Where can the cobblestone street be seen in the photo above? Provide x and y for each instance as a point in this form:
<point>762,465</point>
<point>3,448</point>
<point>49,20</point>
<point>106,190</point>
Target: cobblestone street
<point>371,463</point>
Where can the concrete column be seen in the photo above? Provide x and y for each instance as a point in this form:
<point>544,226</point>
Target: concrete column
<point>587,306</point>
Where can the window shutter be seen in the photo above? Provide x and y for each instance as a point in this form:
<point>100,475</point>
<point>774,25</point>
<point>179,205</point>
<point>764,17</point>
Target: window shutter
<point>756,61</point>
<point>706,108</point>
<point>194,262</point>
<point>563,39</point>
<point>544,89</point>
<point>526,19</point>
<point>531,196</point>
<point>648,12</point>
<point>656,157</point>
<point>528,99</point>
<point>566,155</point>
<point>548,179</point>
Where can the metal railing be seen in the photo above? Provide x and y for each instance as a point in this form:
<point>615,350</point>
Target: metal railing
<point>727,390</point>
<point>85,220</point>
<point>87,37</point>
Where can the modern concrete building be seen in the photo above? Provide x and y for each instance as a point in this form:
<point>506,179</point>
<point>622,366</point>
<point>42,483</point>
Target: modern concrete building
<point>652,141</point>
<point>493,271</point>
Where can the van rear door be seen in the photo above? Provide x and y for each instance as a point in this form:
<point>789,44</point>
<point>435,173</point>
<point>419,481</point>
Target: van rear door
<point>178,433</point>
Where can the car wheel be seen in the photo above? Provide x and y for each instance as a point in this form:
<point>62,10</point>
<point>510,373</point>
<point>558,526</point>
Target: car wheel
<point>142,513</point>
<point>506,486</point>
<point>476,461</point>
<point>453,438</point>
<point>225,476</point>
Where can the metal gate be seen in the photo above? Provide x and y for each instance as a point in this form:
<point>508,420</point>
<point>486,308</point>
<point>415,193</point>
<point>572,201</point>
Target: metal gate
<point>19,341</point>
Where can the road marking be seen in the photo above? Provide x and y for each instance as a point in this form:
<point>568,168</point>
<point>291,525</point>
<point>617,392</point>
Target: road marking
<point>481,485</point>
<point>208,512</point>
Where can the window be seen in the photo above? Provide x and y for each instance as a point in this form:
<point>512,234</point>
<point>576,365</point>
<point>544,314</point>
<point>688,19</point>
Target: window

-.-.-

**REQUIRED WORK**:
Please write the full listing out again, exactly.

**WRITTEN ANSWER**:
Where can the cobblestone street be seen in the photo above? Provide x and y for each instance as a point in this form:
<point>762,465</point>
<point>3,448</point>
<point>49,20</point>
<point>106,190</point>
Target: cobblestone street
<point>371,463</point>
Where can the concrete column be seen in the photo above? Provide x and y for each instance as a point in this form:
<point>544,226</point>
Target: concrete column
<point>587,306</point>
Where can the window shutter be seen in the photo above? Provide x and y for each instance as a point in this form:
<point>100,475</point>
<point>774,25</point>
<point>179,205</point>
<point>764,17</point>
Target: window shutter
<point>756,61</point>
<point>706,108</point>
<point>194,262</point>
<point>563,39</point>
<point>544,89</point>
<point>526,19</point>
<point>531,196</point>
<point>648,12</point>
<point>656,157</point>
<point>528,99</point>
<point>566,155</point>
<point>548,179</point>
Where can the metal railing be seen in the photo above? Provide x and y for each instance as a point in this form:
<point>615,350</point>
Target: metal railing
<point>727,390</point>
<point>85,220</point>
<point>87,37</point>
Where can the modern concrete building be seen in the photo above? Provide x and y for each instance as a point in this form:
<point>506,179</point>
<point>622,366</point>
<point>42,483</point>
Target: modern concrete building
<point>652,141</point>
<point>493,271</point>
Where can the van rear door be seen in the photo above? Provide x and y for each instance as a point in this form:
<point>789,44</point>
<point>435,173</point>
<point>419,481</point>
Target: van rear door
<point>178,433</point>
Where can the car wheel be seen in the photo above? Provide x and y for each instance as a point in this form:
<point>62,10</point>
<point>510,373</point>
<point>558,526</point>
Target: car wheel
<point>142,513</point>
<point>506,486</point>
<point>476,461</point>
<point>453,438</point>
<point>225,476</point>
Where can the metal gate be seen in the photo above? Provide x and y for each instance as a point in this form:
<point>508,420</point>
<point>486,308</point>
<point>415,193</point>
<point>572,201</point>
Target: metal gate
<point>19,341</point>
Where can the road marking be seen in the photo above? Provide x and y for each instance as a point in this form:
<point>568,168</point>
<point>291,525</point>
<point>617,392</point>
Target: road marking
<point>481,485</point>
<point>208,512</point>
Where can the window be seen in the photo above? Provide x and y for each instance as a point in this form:
<point>512,234</point>
<point>576,365</point>
<point>544,314</point>
<point>688,19</point>
Target: window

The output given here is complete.